**EXERCISE DESCRIPTION:** Once every line below with "gray" has been counted, state the total and nothing else.

**DATA RECORDS:**
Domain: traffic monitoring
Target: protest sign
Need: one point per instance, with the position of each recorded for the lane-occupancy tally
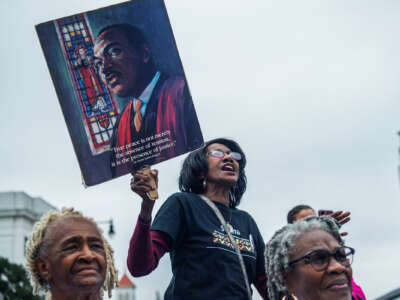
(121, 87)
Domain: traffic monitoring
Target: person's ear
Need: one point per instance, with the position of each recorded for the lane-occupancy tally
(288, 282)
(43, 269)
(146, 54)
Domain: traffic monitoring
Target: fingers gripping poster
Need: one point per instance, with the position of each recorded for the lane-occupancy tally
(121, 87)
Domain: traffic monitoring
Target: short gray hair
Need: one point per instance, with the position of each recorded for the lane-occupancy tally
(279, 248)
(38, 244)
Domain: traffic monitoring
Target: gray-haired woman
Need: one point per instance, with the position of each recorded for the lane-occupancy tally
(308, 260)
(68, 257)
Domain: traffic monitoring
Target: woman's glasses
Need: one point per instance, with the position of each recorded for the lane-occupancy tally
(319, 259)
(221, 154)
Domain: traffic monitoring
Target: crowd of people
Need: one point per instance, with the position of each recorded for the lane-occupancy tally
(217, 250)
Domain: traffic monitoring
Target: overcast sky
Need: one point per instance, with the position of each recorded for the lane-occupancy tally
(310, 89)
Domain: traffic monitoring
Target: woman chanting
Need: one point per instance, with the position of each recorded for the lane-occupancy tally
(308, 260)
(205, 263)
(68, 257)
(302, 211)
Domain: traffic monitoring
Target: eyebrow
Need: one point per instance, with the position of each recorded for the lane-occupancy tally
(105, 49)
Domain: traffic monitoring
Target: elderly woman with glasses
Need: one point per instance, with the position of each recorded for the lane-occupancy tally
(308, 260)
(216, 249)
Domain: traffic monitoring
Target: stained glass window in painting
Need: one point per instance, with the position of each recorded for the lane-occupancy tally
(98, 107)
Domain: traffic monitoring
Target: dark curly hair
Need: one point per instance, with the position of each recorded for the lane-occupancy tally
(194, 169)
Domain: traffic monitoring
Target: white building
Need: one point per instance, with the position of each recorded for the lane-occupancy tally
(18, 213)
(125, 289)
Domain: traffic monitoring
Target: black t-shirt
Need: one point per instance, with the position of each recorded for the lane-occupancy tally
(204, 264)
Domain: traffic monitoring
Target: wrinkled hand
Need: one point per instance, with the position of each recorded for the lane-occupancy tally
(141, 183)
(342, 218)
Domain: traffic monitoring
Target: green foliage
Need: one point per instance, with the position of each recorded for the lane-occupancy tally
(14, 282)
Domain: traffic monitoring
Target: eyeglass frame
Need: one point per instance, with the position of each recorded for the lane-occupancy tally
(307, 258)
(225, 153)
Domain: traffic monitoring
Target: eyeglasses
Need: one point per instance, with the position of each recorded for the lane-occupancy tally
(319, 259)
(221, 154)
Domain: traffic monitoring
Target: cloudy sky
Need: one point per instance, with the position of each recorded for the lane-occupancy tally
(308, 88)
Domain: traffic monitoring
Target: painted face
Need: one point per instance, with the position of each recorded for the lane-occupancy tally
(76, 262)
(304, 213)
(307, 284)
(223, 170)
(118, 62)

**TASK SOLUTION:** 2